— BEGIN MATERIAL FOR THIS TASK —

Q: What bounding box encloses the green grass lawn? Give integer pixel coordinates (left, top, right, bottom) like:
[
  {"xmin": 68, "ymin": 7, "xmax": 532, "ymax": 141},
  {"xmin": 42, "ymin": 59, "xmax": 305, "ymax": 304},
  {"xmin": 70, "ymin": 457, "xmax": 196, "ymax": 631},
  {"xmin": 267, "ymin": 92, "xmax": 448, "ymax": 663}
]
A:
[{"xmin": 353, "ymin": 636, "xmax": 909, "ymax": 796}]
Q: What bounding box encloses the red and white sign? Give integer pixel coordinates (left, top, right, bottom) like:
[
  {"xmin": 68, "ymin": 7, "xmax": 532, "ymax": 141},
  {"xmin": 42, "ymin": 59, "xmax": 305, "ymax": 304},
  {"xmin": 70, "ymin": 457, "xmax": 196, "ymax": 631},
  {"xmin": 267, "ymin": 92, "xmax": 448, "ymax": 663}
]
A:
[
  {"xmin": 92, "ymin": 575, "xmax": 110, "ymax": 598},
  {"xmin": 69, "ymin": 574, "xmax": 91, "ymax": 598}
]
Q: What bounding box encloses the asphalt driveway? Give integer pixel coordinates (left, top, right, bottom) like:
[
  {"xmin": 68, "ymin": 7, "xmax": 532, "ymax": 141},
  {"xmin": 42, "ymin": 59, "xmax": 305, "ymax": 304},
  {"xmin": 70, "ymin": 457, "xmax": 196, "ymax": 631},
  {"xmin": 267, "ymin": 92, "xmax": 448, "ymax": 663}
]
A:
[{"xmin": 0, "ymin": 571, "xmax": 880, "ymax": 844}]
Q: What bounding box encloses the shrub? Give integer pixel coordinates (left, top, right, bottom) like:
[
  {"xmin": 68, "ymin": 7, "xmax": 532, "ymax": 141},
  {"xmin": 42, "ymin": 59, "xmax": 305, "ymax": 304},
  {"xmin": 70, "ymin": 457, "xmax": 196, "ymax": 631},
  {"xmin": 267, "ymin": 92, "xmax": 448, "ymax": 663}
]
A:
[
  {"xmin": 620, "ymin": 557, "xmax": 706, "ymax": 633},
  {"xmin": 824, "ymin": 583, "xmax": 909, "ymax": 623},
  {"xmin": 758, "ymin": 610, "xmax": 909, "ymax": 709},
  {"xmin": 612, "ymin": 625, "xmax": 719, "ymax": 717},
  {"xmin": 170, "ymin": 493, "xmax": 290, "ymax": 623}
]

— END MATERIAL FOR THIS TASK —
— BEGIN MATERIAL FOR THIS TASK —

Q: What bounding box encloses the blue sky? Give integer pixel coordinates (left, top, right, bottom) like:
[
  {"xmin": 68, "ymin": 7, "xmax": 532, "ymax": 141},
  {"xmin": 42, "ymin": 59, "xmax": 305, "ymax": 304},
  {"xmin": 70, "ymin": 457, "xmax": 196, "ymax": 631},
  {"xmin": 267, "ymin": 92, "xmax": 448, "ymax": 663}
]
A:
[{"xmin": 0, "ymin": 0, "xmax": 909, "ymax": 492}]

— END MATERIAL FOR THIS TASK —

- TO BE DONE: Count the lines in the records above that contain the string "What", with case taken into account, and reply with the number alone.

- EXERCISE RESPONSE: 5